── SUPPLIED RECORDS ──

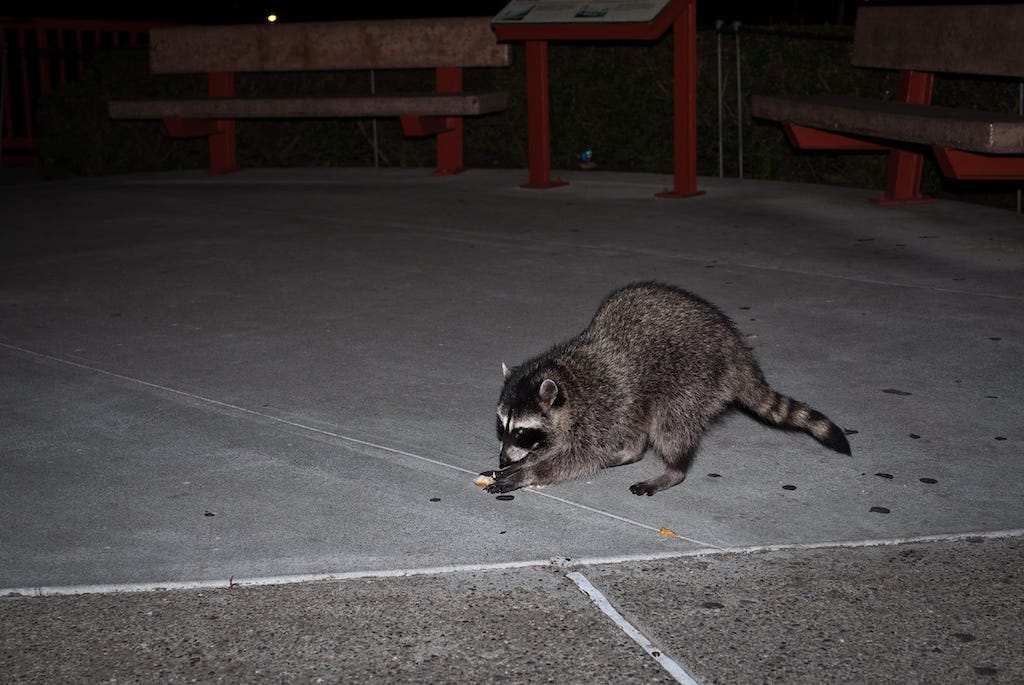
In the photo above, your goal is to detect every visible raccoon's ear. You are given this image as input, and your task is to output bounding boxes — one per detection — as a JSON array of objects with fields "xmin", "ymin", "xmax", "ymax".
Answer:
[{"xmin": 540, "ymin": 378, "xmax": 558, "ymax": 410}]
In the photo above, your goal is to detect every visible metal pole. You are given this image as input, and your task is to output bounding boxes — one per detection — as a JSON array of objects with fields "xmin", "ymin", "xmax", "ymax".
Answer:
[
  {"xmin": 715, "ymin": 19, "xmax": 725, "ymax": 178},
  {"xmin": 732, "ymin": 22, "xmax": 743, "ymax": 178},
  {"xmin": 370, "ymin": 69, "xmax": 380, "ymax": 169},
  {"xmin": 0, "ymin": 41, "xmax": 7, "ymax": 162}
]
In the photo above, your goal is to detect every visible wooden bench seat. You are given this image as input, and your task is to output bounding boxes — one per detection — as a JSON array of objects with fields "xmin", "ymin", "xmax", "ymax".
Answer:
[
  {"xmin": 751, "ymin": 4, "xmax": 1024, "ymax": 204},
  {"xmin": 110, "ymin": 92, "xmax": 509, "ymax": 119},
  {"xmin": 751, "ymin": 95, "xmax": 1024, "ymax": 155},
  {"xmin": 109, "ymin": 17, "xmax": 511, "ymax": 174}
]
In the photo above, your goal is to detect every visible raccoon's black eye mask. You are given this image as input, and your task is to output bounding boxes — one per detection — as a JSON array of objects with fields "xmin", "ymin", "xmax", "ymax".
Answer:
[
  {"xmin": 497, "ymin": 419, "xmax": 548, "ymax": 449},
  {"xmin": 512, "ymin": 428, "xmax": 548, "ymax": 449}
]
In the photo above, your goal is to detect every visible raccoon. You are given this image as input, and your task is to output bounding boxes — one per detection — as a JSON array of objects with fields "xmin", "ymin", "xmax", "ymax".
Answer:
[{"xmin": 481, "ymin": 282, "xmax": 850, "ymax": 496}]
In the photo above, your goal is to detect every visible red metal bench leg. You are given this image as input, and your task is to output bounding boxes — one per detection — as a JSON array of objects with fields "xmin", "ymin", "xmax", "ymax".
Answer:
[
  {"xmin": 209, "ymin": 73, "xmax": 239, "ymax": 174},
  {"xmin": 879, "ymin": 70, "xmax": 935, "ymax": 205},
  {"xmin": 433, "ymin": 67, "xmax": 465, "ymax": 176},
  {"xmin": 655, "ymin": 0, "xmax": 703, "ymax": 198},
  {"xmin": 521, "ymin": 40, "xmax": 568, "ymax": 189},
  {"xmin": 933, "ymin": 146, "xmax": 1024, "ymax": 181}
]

───

__CHALLENGE__:
Rewrite the stretch from the line containing "every visible raccoon." through the end of the lines, requests included and unchanged, with every bounding-box coordinate in the answers multiplied by 2.35 and rounded to the nearest whole number, halves rounded up. Give only that stretch.

__EXERCISE SOLUTION__:
In the photo above, your goal is to detect every visible raccoon. You are given this image as input, and your task is to output bounding boxes — one per detection — as a JSON array of objects with fields "xmin", "ymin", "xmax", "ymax".
Answer:
[{"xmin": 1130, "ymin": 663, "xmax": 1998, "ymax": 1166}]
In the photo above, your goal is to detect every visible red metal bench leg. You are given this image as input, and your task is to output bounding boxes — one per detection — as a JSON array of objects with fields "xmin", "ymin", "xmax", "ymax".
Answer:
[
  {"xmin": 491, "ymin": 172, "xmax": 562, "ymax": 409},
  {"xmin": 2066, "ymin": 165, "xmax": 2197, "ymax": 482},
  {"xmin": 1018, "ymin": 157, "xmax": 1093, "ymax": 414},
  {"xmin": 1539, "ymin": 0, "xmax": 1652, "ymax": 465},
  {"xmin": 1224, "ymin": 94, "xmax": 1335, "ymax": 444},
  {"xmin": 2193, "ymin": 343, "xmax": 2406, "ymax": 425}
]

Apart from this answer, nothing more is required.